Repeat the entries below in full, with every character unchanged.

::::

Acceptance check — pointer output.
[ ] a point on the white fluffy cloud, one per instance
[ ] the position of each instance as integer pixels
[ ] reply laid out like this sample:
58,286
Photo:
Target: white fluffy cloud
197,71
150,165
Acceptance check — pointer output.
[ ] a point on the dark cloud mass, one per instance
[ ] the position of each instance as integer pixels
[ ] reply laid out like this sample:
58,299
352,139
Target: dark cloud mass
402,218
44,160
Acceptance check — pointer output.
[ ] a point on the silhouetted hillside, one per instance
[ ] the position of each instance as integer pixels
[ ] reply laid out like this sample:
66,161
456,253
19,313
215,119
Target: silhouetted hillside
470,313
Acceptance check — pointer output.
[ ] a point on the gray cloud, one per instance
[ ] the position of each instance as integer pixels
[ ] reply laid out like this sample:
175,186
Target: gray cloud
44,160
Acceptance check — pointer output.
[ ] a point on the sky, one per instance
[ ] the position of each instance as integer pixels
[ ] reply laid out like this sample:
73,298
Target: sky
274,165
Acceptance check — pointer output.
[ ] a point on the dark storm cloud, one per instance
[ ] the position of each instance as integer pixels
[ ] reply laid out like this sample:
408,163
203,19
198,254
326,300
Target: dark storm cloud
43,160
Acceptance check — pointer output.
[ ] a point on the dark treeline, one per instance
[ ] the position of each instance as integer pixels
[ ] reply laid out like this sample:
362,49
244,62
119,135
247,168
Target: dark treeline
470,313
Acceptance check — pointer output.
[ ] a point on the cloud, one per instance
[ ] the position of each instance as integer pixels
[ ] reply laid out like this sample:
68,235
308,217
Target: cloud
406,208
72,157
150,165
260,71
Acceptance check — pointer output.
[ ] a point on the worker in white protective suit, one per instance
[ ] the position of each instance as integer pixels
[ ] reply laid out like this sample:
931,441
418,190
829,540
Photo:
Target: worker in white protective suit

::::

◆ Exercise response
Acceptance check — pointer output.
[ ] a point on the white fluffy cloud, one per instance
[ ] the position of each instance as integer pixels
[ ] reply laid out like this sample:
58,286
Photo:
Target: white fluffy cloud
197,71
150,165
Acceptance check — pointer output.
[ ] a point on the dark cloud mass, one per instance
[ ] the position of each instance as integer pixels
[ ] reply laid out like this sample:
58,299
352,139
Target: dark cloud mass
402,218
44,160
Acceptance check — pointer output.
[ ] a point on the silhouetted hillside, one per instance
[ ] the position of each instance as integer pixels
[ ] reply laid out like this sample:
66,161
456,253
19,313
215,119
Target: silhouetted hillside
470,313
Acceptance check — pointer output.
[ ] a point on the gray cloud, one per instance
[ ] the position of each instance as integer pixels
[ ] reply laid out like this sample:
175,186
Target: gray cloud
44,160
Acceptance check — pointer output.
[ ] a point on the sky, one per instance
[ ] the position of each instance as integer pixels
[ ] reply laid out like this sample:
73,298
Target: sky
274,165
Acceptance check — pointer output.
[ ] a point on the dark storm cloud, one per instance
[ ] the position of each instance as integer pixels
[ ] reply laid out like this sample:
408,163
203,19
198,254
326,300
Target: dark storm cloud
43,160
Acceptance check — pointer output.
[ ] a point on the dark treeline, one per instance
[ ] the position of each instance as integer pixels
[ ] reply laid out like this sample:
362,49
244,62
119,135
247,168
Target: dark treeline
470,313
Acceptance check — pointer output.
[ ] a point on the cloud, one per instance
[ ] the position of each instance as integer pixels
[ ] reply laid out like this sample:
68,235
308,217
Target: cloud
406,208
72,157
150,165
260,71
Acceptance check — pointer output.
[ ] a point on the worker in white protective suit, one per instance
[ ] the position of each instance as integer pixels
[ ] reply laid out like this sample:
931,441
418,190
829,540
Photo:
Target: worker in white protective suit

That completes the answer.